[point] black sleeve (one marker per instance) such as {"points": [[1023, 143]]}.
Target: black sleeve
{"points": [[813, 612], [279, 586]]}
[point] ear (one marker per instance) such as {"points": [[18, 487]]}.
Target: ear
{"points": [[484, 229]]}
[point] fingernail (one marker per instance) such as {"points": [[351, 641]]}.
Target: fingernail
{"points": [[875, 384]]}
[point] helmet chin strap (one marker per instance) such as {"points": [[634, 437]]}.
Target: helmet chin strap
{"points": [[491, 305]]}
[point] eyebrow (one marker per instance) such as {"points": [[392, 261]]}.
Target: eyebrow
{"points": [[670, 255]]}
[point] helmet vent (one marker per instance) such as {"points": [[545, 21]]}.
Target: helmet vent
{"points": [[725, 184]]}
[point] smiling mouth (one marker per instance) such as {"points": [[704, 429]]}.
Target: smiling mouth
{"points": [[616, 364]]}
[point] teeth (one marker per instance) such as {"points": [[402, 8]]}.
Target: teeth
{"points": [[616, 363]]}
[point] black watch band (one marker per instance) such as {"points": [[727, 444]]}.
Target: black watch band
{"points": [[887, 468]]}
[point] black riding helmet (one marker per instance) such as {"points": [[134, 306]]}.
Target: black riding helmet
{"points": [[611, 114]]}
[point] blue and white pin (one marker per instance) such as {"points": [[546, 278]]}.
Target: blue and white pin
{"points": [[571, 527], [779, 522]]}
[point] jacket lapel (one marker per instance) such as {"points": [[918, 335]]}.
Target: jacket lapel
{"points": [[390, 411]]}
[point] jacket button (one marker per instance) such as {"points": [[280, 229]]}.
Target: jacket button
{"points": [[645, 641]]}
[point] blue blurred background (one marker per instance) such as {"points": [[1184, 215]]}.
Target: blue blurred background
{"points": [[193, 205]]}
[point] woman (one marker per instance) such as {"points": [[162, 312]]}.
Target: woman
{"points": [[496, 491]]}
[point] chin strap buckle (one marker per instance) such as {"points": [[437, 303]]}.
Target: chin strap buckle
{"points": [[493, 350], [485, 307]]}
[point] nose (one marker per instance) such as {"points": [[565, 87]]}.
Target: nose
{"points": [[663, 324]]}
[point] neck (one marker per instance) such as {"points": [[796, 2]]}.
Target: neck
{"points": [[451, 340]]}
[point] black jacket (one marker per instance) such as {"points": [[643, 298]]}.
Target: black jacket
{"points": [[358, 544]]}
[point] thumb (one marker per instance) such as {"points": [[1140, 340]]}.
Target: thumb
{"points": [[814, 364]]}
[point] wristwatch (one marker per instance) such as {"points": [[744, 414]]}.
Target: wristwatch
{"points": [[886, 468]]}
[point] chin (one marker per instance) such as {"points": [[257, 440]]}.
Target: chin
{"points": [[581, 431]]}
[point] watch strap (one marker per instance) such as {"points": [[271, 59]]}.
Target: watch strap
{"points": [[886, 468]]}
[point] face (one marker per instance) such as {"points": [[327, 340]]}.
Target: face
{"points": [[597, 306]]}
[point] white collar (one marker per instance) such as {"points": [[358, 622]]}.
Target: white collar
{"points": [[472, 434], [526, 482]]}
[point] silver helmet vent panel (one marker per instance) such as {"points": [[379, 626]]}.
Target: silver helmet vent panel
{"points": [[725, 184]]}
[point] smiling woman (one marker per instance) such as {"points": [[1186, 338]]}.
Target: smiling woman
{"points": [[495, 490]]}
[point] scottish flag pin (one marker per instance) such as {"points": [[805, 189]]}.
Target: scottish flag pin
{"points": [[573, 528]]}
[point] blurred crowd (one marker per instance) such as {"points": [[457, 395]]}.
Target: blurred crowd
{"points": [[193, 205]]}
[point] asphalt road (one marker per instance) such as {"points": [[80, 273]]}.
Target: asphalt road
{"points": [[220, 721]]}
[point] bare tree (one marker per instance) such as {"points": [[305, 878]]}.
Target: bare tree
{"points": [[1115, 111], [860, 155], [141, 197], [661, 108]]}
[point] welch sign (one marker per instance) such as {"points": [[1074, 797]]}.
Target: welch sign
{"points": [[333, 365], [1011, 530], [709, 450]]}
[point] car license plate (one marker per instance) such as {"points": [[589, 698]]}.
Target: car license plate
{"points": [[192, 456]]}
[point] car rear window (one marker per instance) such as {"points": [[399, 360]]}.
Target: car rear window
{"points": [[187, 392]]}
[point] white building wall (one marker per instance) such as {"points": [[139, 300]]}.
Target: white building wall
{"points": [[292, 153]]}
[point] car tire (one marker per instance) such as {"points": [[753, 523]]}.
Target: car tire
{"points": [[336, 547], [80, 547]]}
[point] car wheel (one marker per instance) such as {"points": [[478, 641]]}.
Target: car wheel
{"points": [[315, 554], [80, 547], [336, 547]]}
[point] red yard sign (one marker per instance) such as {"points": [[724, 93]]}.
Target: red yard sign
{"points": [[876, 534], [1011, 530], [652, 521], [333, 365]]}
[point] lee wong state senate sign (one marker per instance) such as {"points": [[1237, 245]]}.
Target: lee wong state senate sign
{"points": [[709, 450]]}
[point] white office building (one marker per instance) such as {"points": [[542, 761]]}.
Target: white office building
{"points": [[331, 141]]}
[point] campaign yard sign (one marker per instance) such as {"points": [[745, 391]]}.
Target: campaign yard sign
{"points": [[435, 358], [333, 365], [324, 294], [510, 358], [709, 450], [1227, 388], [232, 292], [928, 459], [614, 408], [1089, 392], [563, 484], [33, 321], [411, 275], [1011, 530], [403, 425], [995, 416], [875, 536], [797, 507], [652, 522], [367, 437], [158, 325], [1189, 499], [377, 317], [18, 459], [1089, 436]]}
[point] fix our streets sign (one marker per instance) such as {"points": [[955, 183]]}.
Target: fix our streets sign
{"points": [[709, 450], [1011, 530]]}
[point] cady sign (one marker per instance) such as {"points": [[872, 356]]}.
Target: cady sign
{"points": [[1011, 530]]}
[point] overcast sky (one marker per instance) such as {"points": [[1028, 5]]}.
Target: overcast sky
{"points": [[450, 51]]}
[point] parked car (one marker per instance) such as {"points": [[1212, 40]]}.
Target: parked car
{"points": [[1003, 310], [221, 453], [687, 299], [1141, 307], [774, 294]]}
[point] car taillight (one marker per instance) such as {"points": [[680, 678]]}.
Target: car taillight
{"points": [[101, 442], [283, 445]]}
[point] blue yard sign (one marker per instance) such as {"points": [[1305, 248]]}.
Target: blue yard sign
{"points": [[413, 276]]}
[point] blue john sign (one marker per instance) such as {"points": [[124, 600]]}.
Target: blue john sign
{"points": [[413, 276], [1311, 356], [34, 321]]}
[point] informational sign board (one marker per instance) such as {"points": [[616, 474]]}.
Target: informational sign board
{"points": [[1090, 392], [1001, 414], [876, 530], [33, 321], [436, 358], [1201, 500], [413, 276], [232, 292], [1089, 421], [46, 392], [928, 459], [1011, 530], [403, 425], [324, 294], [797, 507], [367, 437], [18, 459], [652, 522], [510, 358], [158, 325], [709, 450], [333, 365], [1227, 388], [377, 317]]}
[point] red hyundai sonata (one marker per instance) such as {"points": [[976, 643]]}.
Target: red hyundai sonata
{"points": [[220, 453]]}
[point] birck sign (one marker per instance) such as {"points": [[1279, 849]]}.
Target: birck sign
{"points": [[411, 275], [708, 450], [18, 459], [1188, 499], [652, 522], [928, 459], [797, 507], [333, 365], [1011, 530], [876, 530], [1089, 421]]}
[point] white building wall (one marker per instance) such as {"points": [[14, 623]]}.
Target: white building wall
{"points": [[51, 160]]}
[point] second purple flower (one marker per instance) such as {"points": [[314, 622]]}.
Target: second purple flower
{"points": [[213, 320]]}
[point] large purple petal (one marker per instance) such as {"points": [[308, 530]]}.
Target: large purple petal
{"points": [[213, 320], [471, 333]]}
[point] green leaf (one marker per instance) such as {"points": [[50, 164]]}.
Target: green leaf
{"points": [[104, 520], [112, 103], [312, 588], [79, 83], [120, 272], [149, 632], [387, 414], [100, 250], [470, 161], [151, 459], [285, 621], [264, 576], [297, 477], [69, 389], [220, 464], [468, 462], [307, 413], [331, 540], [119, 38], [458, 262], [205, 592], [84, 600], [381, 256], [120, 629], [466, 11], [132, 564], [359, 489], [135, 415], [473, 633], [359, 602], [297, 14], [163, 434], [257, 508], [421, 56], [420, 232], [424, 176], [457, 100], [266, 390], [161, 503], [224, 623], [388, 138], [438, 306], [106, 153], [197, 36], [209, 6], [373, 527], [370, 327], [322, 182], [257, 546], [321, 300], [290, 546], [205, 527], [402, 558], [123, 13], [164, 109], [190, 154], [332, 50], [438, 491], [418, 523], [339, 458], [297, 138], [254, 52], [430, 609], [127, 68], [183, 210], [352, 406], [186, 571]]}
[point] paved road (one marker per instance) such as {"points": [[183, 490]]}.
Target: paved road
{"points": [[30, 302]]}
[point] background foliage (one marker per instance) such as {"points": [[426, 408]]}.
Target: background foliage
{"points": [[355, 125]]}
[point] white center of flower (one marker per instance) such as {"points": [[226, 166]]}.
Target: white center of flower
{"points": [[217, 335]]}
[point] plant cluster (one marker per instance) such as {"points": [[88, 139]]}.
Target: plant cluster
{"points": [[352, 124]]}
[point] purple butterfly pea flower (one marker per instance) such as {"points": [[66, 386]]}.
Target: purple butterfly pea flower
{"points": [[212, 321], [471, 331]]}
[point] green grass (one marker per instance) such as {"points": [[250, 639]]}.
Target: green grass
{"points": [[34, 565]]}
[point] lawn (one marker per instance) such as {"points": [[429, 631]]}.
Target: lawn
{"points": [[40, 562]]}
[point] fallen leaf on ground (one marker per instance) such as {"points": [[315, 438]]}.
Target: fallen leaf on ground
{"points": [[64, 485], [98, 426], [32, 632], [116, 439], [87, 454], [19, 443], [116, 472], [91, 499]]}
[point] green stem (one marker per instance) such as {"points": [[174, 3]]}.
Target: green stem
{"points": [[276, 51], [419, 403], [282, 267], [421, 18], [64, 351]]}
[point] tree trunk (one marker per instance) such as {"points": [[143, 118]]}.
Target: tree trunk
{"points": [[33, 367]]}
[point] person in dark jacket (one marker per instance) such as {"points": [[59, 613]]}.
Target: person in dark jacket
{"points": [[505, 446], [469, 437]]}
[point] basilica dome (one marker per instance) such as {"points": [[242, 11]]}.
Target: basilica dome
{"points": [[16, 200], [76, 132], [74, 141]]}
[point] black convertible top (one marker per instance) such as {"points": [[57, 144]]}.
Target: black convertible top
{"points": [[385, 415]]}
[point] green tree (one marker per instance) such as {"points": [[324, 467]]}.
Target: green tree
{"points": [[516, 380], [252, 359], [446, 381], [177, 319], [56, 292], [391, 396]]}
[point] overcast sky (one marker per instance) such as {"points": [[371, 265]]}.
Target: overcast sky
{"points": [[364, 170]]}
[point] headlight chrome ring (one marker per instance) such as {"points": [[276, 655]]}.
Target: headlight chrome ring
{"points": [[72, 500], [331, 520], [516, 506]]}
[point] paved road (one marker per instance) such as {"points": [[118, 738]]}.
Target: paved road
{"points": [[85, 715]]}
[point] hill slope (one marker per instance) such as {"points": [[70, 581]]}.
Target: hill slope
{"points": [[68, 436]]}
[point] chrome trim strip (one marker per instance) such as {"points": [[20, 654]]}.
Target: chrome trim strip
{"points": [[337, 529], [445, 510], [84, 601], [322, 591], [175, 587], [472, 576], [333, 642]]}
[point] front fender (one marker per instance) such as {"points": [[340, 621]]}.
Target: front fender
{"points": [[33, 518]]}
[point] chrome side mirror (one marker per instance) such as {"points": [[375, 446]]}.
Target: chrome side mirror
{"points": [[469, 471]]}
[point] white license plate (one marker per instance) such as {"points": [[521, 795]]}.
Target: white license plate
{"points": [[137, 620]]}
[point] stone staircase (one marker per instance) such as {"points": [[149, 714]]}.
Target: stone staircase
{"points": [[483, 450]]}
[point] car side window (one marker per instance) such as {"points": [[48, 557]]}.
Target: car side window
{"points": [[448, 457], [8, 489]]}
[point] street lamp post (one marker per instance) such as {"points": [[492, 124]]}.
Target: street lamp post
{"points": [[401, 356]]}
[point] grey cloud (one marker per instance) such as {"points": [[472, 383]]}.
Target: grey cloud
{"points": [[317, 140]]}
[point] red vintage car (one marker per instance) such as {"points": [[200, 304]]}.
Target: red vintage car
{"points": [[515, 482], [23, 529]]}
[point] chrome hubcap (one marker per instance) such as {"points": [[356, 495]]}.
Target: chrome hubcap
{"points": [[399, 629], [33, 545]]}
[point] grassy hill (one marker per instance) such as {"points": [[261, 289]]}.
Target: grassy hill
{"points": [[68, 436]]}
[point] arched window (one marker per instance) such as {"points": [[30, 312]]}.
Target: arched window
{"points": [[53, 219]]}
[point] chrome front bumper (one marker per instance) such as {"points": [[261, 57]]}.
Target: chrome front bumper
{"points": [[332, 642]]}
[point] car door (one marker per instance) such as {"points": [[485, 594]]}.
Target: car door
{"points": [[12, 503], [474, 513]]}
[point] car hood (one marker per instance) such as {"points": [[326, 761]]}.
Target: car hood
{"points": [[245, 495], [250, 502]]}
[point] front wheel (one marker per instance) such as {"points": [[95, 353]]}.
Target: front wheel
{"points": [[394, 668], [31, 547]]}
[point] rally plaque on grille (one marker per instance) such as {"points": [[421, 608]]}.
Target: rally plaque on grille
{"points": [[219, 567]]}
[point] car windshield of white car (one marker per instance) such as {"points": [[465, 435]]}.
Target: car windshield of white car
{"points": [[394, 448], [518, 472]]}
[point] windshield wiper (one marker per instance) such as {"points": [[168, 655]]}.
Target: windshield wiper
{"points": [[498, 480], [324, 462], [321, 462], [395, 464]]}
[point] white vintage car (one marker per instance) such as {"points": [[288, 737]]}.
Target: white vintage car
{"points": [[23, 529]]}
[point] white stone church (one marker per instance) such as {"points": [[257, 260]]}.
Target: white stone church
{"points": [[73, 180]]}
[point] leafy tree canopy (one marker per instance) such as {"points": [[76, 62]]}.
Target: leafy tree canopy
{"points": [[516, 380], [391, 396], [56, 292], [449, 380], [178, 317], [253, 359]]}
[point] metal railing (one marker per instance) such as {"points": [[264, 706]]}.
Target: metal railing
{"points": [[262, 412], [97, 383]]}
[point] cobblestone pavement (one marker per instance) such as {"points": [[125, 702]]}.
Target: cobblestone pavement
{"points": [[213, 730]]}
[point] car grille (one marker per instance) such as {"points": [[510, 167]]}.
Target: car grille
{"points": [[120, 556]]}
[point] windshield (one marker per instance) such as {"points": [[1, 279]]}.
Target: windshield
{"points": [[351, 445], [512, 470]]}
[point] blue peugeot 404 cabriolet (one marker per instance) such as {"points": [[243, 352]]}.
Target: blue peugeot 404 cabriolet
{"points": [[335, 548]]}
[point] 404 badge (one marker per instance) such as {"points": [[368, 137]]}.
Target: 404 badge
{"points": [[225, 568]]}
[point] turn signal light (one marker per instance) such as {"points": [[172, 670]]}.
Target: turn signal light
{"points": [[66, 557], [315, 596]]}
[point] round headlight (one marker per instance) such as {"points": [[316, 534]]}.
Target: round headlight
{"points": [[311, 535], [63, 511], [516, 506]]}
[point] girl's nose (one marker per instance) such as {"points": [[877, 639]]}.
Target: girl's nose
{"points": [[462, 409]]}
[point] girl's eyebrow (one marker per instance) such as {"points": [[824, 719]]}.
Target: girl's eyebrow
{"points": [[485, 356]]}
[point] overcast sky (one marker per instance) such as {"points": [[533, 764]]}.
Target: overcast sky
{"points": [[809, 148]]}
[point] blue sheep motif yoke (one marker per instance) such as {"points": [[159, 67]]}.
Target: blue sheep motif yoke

-*-

• _Task requirements_: Would you quote, exactly and only, the lines from the one containing "[point] car grille" to the end of the entries?

• _Output of the exercise_:
[point] car grille (one marker per instance) such as {"points": [[510, 167]]}.
Target: car grille
{"points": [[120, 556]]}
[point] windshield (one marker per instance) such as {"points": [[1, 279]]}.
Target: windshield
{"points": [[351, 445], [512, 470]]}
[point] blue peugeot 404 cabriolet (one marker per instance) such as {"points": [[243, 352]]}.
Target: blue peugeot 404 cabriolet
{"points": [[335, 548]]}
[point] 404 badge (one marker per instance) such as {"points": [[368, 137]]}.
Target: 404 badge
{"points": [[225, 568]]}
[point] turn signal light (one marker per instance) such as {"points": [[172, 670]]}.
Target: turn signal light
{"points": [[66, 557], [315, 596]]}
[point] round headlight (one marker per instance) such as {"points": [[316, 534]]}.
Target: round headlight
{"points": [[311, 535], [63, 511], [516, 506]]}
[point] girl's nose (one marker per instance) such as {"points": [[877, 639]]}.
Target: girl's nose
{"points": [[462, 409]]}
[point] girl's eyebrow (one marker per instance) such as {"points": [[824, 719]]}.
Target: girl's eyebrow
{"points": [[485, 356]]}
[point] overcast sky (one marker per instance) such as {"points": [[533, 764]]}.
Target: overcast sky
{"points": [[809, 148]]}
[point] blue sheep motif yoke (one marker per instance) such as {"points": [[159, 67]]}.
Target: blue sheep motif yoke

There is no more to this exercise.